(Saved entries)
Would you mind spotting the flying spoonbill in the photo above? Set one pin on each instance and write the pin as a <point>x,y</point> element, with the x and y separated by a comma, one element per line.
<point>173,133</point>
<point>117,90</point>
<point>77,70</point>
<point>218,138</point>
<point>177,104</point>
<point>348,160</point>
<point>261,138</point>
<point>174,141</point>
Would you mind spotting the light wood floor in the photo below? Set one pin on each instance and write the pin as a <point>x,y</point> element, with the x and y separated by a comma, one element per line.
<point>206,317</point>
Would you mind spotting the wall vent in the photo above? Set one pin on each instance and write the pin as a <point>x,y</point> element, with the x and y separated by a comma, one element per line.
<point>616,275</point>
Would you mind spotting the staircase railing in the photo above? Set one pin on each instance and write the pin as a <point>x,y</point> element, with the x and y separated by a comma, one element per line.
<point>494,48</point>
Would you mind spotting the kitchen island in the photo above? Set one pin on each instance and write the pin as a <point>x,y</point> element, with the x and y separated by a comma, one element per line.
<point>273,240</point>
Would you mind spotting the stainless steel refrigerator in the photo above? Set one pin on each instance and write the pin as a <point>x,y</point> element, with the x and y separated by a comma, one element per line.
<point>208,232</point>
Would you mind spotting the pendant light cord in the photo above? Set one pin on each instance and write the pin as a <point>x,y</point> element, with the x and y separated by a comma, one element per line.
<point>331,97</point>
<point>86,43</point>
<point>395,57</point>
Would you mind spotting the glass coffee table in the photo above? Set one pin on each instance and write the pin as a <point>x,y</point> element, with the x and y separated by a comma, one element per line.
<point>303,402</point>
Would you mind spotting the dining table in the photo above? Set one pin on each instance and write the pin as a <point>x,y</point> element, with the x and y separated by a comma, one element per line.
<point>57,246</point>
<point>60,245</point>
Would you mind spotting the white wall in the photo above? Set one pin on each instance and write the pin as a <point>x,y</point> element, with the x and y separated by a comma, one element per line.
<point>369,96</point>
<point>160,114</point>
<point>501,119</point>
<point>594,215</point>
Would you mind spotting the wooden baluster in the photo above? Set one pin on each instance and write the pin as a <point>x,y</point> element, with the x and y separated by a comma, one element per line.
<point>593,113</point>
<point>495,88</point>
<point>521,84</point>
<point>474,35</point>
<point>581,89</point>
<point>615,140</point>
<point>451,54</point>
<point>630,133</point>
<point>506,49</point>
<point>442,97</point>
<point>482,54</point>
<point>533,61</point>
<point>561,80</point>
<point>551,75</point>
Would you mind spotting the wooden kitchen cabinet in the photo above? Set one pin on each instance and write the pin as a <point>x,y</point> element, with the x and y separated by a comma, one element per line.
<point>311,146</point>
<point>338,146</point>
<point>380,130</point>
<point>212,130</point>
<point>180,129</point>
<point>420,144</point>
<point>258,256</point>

Description of the task: Put every line of the records above into a JSON list of strings, one string per line, and leave out any blank lines.

Response below:
[
  "Would you mind spotting the flying spoonbill in the photo above? Set one pin on each instance and write the pin as a <point>x,y</point> element, with the x and y separated by a comma, one element per line.",
  "<point>173,133</point>",
  "<point>117,90</point>",
  "<point>77,70</point>",
  "<point>218,138</point>",
  "<point>177,104</point>",
  "<point>348,160</point>",
  "<point>261,138</point>",
  "<point>174,141</point>",
  "Would you mind spotting the light wood floor in the photo below? Set one pin on each instance and write the pin as a <point>x,y</point> element, with the x and y separated by a comma, one element per line.",
  "<point>206,317</point>",
  "Would you mind spotting the wall vent in the photo above? Set one pin on each instance and write the pin as a <point>x,y</point> element, with the x and y separated by a comma, one element per line.",
  "<point>616,275</point>",
  "Would you mind spotting the staircase railing in the photo above? Set one pin on each instance and write the pin as a <point>x,y</point> element, with the x and y separated by a comma, one element per line.",
  "<point>494,48</point>",
  "Would you mind spotting the kitchen island in the photo above? Set one pin on each instance and write the pin as a <point>x,y</point> element, with the x and y separated by a comma, one element per line.",
  "<point>273,240</point>",
  "Would you mind spotting the stainless steel refrigerator in the photo above? Set one pin on each instance and write the pin as a <point>x,y</point> element, with the x and y separated by a comma, one element per line.",
  "<point>208,232</point>",
  "Would you mind spotting the pendant light cord in the photo above? Set one pin on each instance and write the pin as a <point>x,y</point> element, with the x and y separated by a comma, one element per line.",
  "<point>331,97</point>",
  "<point>86,43</point>",
  "<point>395,57</point>",
  "Would you mind spotting the glass coffee table in the photo above? Set one pin on each instance and write the pin as a <point>x,y</point> element, with the x and y separated by a comma, one element per line.",
  "<point>303,402</point>",
  "Would you mind spotting the dining table in the photo above? Set one pin on each instance and write the pin as a <point>x,y</point> element, with the x and y separated by a comma, one element per line.",
  "<point>57,246</point>",
  "<point>60,245</point>",
  "Would you mind spotting the white wall in the photo above? Set one pin on each instance and write the pin as a <point>x,y</point> element, with the x and y separated by a comma, one element per line.",
  "<point>369,96</point>",
  "<point>160,114</point>",
  "<point>501,119</point>",
  "<point>594,215</point>",
  "Would you mind spotting the wooden baluster in the photo above? Set one pin on each instance and write the pin as a <point>x,y</point> element, with the x and y separated by a comma, one element per line.",
  "<point>593,113</point>",
  "<point>495,88</point>",
  "<point>521,84</point>",
  "<point>474,35</point>",
  "<point>581,89</point>",
  "<point>615,140</point>",
  "<point>451,54</point>",
  "<point>630,133</point>",
  "<point>506,49</point>",
  "<point>442,97</point>",
  "<point>482,54</point>",
  "<point>533,61</point>",
  "<point>561,80</point>",
  "<point>551,75</point>",
  "Would you mind spotting the wooden kitchen cabinet in the photo above? Set one pin on each instance and write the pin as a <point>x,y</point> element, with the x and y separated by a comma, one element per line.",
  "<point>311,146</point>",
  "<point>338,146</point>",
  "<point>380,130</point>",
  "<point>212,130</point>",
  "<point>180,129</point>",
  "<point>420,144</point>",
  "<point>258,256</point>"
]